Count the lines in the rows below that contain the string "post". Reply with the number alone.

Boundary labeling items
※
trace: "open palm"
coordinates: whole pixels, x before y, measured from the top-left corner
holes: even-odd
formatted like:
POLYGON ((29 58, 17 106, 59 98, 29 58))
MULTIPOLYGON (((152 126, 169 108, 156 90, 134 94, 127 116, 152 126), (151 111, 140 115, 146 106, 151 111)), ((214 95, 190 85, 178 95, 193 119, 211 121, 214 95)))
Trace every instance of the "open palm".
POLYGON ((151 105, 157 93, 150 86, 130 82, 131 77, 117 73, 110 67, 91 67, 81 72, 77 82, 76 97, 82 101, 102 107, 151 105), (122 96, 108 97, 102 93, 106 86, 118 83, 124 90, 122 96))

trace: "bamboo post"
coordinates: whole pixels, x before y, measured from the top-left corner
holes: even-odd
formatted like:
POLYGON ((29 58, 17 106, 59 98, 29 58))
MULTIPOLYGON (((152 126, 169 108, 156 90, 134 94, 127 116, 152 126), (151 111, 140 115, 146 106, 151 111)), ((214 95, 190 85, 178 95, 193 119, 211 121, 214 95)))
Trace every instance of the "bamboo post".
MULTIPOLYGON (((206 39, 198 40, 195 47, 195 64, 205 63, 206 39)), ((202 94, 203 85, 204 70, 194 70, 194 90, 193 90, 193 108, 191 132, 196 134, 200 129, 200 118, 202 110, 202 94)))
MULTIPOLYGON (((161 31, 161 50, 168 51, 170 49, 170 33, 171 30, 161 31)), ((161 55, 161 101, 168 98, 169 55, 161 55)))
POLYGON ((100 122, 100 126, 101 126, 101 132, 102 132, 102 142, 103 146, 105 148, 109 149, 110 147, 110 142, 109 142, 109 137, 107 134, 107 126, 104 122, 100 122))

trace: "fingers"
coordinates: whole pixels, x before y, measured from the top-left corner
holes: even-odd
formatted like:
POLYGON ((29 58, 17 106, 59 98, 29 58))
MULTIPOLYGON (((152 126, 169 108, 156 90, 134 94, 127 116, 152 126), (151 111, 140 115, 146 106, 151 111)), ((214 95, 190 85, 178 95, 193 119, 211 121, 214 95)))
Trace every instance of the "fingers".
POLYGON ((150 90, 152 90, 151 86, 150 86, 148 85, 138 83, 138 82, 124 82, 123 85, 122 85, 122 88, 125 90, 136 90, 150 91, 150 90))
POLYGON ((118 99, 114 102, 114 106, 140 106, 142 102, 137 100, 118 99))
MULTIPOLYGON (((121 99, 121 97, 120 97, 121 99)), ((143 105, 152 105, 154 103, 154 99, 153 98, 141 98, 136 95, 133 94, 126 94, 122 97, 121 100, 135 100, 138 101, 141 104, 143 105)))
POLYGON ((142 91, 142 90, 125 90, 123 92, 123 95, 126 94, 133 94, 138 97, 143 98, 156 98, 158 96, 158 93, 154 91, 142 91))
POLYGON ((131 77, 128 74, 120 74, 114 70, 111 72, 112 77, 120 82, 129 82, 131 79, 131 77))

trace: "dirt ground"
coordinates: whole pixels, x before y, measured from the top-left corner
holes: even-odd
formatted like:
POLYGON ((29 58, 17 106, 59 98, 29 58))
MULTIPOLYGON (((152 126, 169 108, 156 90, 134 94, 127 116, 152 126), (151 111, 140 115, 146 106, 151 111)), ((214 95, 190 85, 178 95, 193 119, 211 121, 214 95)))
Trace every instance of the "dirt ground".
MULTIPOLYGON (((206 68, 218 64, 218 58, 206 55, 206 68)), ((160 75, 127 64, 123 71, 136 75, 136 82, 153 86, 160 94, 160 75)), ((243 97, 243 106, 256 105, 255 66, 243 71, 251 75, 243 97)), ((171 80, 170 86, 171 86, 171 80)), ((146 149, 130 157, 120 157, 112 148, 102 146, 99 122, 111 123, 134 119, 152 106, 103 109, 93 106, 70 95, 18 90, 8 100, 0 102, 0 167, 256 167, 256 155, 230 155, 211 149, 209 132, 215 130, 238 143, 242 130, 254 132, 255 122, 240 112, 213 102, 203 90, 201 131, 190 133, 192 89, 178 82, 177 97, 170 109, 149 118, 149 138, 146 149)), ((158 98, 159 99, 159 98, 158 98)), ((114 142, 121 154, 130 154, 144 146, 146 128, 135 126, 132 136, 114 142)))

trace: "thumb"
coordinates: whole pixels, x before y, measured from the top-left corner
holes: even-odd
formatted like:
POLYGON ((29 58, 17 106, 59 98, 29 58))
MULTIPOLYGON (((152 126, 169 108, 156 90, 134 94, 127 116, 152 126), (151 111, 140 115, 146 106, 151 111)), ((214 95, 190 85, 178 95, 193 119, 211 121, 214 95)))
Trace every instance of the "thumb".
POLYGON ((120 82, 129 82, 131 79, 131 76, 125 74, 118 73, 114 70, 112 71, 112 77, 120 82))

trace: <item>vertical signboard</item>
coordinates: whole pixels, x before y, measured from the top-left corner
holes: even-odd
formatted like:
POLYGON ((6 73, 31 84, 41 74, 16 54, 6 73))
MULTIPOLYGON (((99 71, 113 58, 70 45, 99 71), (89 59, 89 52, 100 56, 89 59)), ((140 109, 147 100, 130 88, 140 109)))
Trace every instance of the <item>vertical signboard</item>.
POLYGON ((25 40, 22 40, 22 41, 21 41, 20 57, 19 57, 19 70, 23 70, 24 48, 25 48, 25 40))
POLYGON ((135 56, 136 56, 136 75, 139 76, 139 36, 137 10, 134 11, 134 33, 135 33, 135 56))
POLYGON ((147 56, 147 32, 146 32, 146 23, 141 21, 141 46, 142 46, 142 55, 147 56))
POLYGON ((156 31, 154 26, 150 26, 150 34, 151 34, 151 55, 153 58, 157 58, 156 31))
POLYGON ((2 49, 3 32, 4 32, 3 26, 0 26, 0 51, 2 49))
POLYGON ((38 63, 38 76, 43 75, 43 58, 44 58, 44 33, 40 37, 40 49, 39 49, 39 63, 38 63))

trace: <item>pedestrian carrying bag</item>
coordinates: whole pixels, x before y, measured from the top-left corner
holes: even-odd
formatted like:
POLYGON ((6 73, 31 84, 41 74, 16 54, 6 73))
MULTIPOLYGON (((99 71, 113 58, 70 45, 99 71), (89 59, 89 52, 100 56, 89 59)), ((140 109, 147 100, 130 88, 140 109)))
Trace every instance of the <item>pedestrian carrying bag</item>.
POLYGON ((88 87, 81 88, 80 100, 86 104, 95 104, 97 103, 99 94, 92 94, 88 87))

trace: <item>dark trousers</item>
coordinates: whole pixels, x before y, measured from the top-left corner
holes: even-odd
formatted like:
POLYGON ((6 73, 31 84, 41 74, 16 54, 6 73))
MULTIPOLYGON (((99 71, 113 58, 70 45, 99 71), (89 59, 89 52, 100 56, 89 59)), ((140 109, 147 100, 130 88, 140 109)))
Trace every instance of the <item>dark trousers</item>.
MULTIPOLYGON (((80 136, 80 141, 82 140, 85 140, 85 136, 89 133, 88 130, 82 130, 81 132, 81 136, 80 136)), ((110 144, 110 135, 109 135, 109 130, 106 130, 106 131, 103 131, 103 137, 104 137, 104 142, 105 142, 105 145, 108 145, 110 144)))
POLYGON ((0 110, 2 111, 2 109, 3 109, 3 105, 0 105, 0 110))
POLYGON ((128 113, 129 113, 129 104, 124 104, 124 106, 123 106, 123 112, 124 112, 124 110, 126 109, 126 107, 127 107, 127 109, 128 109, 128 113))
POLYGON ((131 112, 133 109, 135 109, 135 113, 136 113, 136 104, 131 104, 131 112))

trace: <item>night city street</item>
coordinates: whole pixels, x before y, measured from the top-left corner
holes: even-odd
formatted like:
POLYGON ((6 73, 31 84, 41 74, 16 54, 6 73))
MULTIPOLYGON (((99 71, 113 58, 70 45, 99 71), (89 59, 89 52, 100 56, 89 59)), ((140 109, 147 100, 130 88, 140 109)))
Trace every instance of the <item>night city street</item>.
※
Worked answer: 2